Record set
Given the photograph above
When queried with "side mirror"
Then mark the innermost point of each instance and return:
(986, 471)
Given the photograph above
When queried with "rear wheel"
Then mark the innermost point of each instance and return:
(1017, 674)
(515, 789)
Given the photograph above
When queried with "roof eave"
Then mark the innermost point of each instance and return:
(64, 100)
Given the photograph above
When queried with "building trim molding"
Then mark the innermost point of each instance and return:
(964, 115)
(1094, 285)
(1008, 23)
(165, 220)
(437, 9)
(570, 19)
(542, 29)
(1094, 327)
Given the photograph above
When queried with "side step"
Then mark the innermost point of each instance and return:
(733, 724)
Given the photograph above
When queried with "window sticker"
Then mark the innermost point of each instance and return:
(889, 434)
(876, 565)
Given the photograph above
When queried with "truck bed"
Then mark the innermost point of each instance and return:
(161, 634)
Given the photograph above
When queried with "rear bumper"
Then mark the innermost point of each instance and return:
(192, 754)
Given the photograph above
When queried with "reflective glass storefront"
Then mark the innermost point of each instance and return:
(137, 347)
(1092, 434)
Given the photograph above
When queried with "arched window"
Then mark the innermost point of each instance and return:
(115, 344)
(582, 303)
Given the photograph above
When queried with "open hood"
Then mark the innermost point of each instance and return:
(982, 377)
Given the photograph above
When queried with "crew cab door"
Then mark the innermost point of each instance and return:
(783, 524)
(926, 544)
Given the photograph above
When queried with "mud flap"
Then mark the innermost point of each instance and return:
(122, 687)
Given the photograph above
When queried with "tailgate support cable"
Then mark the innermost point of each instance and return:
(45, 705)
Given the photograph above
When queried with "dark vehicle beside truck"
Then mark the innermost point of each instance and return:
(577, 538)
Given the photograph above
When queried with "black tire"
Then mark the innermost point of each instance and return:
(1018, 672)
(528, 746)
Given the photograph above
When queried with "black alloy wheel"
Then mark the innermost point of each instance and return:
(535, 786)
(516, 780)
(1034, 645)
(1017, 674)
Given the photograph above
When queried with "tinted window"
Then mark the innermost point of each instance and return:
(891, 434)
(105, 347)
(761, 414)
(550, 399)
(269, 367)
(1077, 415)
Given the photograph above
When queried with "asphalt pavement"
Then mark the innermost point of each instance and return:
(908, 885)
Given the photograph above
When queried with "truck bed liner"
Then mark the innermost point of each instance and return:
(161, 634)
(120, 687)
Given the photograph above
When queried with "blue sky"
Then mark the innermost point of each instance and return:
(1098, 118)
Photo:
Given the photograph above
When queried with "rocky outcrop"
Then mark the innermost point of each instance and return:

Work to complete
The listing above should be transcribed in full, exactly as written.

Written solution
Given the photograph above
When queried with "side mirror"
Then mark the innermost point of each instance and return:
(986, 471)
Given the photograph above
When queried with "rear wheel"
Then mark the innermost point of each instance and return:
(1017, 674)
(515, 789)
Given the photograph above
When queried with "roof eave"
Then mark the innermost point of each instance and return:
(64, 100)
Given the photograph above
When queried with "building trim molding"
Then mark the innermost point of each instance and return:
(964, 115)
(1094, 285)
(1008, 23)
(165, 220)
(437, 9)
(570, 19)
(542, 29)
(1094, 327)
Given the photograph above
When queried with "side step"
Then mark the innermost point of each instance and return:
(733, 724)
Given the photograph above
When queried with "window sticker"
Then mark the innermost point of each instance and return:
(889, 434)
(876, 565)
Given the photograph above
When queried with "truck bed"
Then mark the innermost point of each instance and return:
(161, 634)
Given the photograph above
When queried with "rear bumper"
Then mark the innermost point of each instance and return:
(192, 754)
Given the photograph above
When queried with "reflective glass storefront"
Then mark the innermost point of each instance and return:
(137, 347)
(1092, 434)
Given the photograph above
When queried with "arched window"
Then mark the innermost point of each instance and return:
(115, 344)
(582, 303)
Given the photograph above
When queried with "open hood"
Then mark the innermost point of each instance and return:
(982, 377)
Given the photograph above
When queried with "crew cab door"
Then mark the innermost point of each instance and return:
(783, 524)
(926, 544)
Given the photograph above
When queried with "mud flap"
Then mark the innermost point of each instance and return:
(122, 687)
Given the photograph above
When queried with "tailgate support cable"
Then mark the innermost point of each instance and return:
(45, 705)
Given the photograph above
When queried with "dark vehicle beside truck"
Then mark the innermost point of each instance and return:
(577, 538)
Given the photograph above
When queried with "black tire"
Then mark the innermost point of each instance and return:
(1018, 672)
(528, 746)
Given the photograph above
When queried with "black alloy wheel"
Then mark the innermost point of each instance and return:
(535, 786)
(516, 780)
(1034, 645)
(1017, 674)
Given the photograph above
When queried with "tinted window"
Then mark the innermost point of each instance and return:
(891, 434)
(105, 347)
(761, 414)
(550, 399)
(269, 367)
(1077, 415)
Given the photograph above
When queried with "asphalt pavement"
Then mark the innermost point of each instance and return:
(908, 885)
Given the photograph above
When queried with "truck bed liner"
Then mark the innermost point of each instance and return:
(161, 634)
(120, 687)
Given the photograph above
When queried with "blue sky"
Then mark the innermost point of each instance and return:
(1098, 118)
Photo:
Given the photograph above
When queried with "rocky outcrop"
Then mark the innermost point of each instance and return:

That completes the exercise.